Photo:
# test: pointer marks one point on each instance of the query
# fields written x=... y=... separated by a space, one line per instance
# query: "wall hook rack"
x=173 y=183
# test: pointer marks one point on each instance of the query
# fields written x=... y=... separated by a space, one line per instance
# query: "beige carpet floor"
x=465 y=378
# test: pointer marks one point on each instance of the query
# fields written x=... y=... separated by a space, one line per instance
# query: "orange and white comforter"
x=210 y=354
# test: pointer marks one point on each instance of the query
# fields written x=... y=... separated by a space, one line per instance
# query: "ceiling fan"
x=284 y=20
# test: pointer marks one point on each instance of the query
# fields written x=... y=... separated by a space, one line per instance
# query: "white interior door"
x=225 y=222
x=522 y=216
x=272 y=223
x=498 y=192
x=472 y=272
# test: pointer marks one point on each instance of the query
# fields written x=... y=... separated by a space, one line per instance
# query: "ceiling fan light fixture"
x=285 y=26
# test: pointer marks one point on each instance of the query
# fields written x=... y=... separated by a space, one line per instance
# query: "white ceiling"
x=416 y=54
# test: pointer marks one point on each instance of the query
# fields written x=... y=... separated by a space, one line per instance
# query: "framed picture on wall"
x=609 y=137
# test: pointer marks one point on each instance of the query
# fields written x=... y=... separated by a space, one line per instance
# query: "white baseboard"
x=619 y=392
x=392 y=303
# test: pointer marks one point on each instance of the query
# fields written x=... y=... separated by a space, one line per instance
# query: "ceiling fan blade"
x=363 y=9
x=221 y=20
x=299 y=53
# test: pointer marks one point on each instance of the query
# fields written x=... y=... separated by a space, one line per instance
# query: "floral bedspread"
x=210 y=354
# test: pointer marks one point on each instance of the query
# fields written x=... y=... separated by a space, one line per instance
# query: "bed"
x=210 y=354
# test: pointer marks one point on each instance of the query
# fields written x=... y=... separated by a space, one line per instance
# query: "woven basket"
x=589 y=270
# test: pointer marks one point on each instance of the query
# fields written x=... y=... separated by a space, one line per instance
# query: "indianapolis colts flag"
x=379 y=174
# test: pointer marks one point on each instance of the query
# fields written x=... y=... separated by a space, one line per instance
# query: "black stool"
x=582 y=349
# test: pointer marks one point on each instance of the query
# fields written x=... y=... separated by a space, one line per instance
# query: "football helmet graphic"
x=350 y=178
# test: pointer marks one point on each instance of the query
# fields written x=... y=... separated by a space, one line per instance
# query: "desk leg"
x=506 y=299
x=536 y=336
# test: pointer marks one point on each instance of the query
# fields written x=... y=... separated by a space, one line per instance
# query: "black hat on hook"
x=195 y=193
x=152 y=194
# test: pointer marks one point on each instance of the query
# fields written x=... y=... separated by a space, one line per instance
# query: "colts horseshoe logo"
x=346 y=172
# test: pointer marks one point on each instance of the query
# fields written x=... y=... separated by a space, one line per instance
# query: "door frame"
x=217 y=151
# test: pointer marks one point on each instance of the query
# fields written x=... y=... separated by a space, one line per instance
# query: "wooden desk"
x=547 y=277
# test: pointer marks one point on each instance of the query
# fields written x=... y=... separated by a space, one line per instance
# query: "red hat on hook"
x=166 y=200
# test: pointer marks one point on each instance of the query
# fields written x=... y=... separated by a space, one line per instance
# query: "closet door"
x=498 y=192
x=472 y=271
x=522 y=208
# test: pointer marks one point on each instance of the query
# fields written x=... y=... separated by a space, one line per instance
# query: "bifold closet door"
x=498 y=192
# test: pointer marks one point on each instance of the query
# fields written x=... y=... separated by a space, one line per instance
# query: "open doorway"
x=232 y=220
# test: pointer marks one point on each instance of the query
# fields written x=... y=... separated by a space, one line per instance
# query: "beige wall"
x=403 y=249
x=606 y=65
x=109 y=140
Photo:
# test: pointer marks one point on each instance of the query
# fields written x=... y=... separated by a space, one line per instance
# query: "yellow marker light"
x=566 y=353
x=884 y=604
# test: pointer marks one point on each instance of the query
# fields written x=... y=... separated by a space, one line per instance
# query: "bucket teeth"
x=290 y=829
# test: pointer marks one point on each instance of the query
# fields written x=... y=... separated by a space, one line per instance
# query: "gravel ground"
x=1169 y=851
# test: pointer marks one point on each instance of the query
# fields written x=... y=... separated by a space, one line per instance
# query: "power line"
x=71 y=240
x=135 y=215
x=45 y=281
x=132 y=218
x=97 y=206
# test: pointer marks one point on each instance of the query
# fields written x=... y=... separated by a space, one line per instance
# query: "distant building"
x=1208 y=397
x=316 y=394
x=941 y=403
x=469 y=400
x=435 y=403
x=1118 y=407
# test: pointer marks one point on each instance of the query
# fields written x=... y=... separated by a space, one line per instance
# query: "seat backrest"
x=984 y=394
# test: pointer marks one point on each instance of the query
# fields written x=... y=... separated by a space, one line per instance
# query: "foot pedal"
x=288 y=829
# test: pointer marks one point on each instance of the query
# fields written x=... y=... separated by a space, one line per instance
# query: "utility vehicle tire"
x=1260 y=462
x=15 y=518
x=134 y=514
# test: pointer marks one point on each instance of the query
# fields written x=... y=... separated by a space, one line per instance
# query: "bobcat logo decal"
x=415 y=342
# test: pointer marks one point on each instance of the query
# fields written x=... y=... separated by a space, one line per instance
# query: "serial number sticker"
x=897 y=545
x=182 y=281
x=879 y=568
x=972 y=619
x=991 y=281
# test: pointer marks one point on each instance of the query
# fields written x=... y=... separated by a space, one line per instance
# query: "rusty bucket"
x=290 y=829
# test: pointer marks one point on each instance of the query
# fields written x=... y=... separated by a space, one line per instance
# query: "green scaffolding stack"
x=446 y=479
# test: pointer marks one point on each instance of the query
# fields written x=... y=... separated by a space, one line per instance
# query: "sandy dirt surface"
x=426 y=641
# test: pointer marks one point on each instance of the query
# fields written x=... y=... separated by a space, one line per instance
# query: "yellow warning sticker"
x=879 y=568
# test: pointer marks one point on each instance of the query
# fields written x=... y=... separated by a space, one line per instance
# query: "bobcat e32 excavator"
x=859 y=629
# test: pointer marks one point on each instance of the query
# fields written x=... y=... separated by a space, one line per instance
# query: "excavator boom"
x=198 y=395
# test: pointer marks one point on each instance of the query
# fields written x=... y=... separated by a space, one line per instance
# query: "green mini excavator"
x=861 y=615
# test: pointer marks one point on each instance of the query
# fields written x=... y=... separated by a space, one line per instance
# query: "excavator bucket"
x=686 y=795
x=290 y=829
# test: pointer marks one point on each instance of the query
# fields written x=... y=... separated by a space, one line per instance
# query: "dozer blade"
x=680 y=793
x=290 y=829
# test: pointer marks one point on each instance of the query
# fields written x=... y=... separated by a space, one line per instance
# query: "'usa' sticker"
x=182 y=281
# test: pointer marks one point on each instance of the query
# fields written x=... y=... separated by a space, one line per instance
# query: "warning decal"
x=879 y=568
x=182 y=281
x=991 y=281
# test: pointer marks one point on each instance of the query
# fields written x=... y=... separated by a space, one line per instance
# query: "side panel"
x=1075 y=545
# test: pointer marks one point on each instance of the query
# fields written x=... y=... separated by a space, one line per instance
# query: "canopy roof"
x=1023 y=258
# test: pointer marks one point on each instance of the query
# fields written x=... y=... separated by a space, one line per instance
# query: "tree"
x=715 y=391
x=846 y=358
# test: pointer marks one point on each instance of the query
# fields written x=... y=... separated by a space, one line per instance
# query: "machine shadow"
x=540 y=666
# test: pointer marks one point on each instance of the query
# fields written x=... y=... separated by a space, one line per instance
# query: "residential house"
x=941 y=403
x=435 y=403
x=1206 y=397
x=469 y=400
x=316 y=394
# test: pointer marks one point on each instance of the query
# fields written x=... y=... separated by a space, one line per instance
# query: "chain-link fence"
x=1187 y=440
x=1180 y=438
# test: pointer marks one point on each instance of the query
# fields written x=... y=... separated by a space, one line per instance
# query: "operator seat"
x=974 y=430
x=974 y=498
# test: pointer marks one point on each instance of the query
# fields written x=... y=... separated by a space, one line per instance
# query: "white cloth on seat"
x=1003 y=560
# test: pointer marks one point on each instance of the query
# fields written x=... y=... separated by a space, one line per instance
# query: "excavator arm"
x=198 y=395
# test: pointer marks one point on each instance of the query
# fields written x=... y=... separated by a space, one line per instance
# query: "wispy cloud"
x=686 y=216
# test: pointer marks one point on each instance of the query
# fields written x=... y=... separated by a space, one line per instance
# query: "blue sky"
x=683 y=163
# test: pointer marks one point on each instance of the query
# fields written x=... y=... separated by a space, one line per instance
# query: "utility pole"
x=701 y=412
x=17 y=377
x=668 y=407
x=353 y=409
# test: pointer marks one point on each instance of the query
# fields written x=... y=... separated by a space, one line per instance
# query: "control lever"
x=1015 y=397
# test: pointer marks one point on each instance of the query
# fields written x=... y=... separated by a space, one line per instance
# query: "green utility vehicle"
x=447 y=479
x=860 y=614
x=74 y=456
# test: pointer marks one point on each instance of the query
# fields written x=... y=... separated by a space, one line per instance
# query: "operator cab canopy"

========================

Problem requirements
Print the data word for word from its first line, ending with the line that contains "x=465 y=378".

In response
Photo:
# test: pointer marks one point on each instance of the query
# fields written x=... y=... separated by a space, one line per instance
# query: "wall hook rack"
x=173 y=183
# test: pointer marks one point on each instance of the query
# fields written x=... y=... separated by a space, one line per instance
# query: "beige carpet floor"
x=465 y=378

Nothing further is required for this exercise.